Copy verbatim the block of lines in the entries below whose first line contains "negative clicks: (607, 20)" and whose last line contains "263L569 266L572 263L559". Leave out all other lines.

SUPPLIED DATA:
•••••

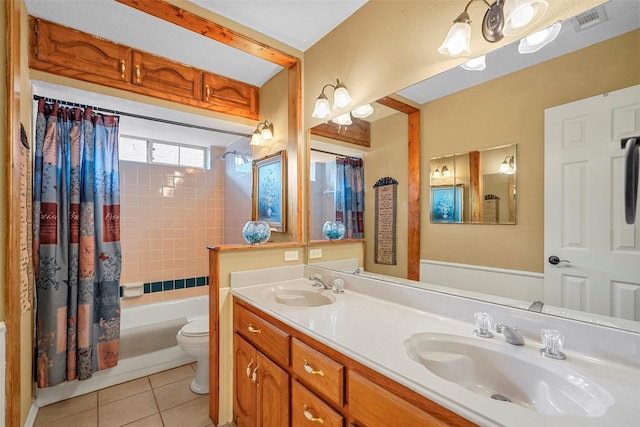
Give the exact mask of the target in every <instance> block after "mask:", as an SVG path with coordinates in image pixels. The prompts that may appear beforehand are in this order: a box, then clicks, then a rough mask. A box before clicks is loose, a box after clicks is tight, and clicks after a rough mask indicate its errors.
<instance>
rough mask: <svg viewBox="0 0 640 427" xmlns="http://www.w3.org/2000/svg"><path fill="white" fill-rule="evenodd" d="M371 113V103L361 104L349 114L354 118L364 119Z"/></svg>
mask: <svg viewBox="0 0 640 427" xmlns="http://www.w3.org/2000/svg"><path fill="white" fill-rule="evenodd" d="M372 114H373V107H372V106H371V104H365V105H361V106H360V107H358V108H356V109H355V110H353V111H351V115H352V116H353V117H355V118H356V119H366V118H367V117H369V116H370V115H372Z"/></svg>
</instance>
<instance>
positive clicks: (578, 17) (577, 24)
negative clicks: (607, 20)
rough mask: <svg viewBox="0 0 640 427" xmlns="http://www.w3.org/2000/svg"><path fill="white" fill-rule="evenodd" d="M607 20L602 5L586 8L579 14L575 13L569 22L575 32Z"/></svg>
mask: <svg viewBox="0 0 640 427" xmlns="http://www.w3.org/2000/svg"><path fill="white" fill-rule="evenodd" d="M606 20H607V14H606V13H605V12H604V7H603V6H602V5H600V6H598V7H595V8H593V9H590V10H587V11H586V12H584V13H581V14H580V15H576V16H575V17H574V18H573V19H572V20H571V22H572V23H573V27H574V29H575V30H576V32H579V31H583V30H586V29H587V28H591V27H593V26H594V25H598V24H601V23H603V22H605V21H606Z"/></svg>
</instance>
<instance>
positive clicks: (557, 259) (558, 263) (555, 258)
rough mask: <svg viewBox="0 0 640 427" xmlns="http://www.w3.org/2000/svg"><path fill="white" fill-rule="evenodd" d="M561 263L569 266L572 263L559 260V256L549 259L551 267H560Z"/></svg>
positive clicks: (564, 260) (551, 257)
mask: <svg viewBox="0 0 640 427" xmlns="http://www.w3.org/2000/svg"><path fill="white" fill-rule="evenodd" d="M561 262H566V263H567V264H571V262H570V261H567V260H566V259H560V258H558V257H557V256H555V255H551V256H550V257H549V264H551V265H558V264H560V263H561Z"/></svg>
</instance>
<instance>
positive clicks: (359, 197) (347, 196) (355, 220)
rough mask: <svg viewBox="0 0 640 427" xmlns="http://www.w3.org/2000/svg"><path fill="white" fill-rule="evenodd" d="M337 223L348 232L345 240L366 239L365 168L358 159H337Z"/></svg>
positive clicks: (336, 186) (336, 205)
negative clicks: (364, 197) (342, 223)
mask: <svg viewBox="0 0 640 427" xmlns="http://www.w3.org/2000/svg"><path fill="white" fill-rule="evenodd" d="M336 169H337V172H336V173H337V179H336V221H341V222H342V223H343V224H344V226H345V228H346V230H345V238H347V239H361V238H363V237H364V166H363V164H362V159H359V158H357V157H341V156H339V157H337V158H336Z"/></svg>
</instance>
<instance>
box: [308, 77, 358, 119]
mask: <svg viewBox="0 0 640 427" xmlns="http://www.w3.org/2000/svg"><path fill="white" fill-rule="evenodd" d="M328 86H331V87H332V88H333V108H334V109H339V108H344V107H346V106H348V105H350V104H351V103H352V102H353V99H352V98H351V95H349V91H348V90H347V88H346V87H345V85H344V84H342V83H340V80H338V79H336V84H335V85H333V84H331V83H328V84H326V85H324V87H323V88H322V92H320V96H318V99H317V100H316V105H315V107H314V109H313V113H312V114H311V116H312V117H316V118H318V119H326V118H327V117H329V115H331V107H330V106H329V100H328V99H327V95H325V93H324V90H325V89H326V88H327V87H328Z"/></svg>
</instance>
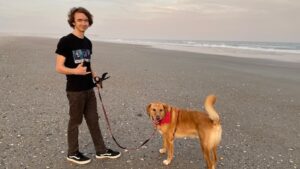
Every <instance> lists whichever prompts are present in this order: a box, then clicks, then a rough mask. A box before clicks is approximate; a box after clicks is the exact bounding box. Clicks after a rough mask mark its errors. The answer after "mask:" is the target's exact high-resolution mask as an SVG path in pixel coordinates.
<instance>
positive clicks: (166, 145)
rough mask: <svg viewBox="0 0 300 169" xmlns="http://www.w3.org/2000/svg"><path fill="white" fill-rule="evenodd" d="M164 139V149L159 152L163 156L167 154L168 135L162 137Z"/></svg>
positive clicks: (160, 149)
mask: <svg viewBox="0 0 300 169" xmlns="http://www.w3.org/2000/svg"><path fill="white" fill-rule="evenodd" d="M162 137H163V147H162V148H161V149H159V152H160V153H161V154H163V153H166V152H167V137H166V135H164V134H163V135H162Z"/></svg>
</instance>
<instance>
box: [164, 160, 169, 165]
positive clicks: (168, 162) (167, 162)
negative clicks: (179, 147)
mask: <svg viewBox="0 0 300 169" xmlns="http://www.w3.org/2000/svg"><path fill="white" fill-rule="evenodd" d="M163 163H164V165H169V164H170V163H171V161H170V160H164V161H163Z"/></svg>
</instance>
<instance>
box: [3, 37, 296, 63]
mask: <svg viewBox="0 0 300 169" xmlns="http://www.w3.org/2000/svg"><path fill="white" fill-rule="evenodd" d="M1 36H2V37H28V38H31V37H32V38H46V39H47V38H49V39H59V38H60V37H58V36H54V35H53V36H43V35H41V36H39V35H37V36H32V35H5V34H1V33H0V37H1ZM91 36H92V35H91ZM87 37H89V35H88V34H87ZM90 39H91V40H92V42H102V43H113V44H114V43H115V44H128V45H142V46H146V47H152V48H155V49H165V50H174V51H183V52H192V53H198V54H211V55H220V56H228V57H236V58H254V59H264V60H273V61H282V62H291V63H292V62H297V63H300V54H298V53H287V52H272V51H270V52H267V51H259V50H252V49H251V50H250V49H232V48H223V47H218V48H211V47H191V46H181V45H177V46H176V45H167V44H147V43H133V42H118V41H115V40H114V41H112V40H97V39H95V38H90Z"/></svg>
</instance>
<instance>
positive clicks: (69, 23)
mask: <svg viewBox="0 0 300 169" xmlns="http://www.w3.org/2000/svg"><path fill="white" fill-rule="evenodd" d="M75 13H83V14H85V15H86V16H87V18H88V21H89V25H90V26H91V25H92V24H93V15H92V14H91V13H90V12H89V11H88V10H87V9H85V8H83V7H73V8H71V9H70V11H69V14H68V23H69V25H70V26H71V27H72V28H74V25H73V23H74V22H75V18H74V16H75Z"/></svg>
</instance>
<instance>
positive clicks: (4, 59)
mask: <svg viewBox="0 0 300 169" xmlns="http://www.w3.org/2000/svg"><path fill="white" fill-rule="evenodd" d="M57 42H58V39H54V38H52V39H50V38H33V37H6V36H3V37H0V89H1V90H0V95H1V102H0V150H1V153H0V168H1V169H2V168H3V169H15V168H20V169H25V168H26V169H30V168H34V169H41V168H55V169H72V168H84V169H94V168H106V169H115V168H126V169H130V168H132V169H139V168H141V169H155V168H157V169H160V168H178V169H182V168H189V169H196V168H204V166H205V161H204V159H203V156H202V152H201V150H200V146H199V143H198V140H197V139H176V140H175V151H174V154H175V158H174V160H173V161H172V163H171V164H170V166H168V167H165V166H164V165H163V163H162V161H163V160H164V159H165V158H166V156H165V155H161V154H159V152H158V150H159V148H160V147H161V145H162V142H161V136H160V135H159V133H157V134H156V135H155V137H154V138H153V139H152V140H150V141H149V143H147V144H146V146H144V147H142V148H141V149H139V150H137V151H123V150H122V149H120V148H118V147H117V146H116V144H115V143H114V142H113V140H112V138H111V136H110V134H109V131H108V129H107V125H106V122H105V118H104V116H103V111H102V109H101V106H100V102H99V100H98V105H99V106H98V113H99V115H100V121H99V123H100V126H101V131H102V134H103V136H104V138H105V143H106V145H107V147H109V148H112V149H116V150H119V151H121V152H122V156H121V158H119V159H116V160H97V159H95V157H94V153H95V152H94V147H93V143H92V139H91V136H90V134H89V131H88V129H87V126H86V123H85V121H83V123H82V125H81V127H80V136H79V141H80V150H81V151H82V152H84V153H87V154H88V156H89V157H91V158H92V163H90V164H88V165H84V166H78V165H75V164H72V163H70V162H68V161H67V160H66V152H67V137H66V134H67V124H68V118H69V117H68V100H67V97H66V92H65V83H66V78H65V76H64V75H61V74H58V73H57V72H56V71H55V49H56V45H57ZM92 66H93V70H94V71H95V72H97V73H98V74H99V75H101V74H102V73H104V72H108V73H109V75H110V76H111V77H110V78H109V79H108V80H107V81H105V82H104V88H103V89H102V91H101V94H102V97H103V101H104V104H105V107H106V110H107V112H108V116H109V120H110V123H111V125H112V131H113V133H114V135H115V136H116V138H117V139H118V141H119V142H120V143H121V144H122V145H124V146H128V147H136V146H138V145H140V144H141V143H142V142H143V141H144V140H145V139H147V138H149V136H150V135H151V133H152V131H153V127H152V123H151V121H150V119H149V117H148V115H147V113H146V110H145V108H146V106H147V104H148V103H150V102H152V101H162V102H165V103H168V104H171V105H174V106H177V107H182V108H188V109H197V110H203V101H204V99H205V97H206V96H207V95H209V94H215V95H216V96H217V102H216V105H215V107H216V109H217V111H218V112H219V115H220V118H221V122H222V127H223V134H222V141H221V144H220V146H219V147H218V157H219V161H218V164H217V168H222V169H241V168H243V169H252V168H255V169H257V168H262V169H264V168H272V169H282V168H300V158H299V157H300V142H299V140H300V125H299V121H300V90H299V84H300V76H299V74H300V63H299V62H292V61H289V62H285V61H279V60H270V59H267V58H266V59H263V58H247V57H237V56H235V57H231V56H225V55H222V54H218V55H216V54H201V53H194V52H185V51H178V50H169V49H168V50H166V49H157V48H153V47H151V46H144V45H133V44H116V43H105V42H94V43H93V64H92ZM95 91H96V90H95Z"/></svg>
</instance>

•••••

ANSWER TO THIS EXERCISE:
negative clicks: (607, 20)
rough mask: <svg viewBox="0 0 640 427" xmlns="http://www.w3.org/2000/svg"><path fill="white" fill-rule="evenodd" d="M607 20L602 5L586 8L579 14L575 13L569 22L575 32Z"/></svg>
mask: <svg viewBox="0 0 640 427" xmlns="http://www.w3.org/2000/svg"><path fill="white" fill-rule="evenodd" d="M606 20H607V14H606V13H605V12H604V7H603V6H602V5H600V6H598V7H595V8H593V9H590V10H587V11H586V12H584V13H581V14H580V15H576V16H575V17H574V18H573V19H572V20H571V22H572V23H573V27H574V29H575V30H576V32H579V31H583V30H586V29H587V28H591V27H593V26H594V25H598V24H601V23H603V22H605V21H606Z"/></svg>
</instance>
<instance>
positive clicks: (557, 259) (558, 263) (555, 258)
rough mask: <svg viewBox="0 0 640 427" xmlns="http://www.w3.org/2000/svg"><path fill="white" fill-rule="evenodd" d="M561 263L569 266L572 263L559 260V256L549 259L551 267H560Z"/></svg>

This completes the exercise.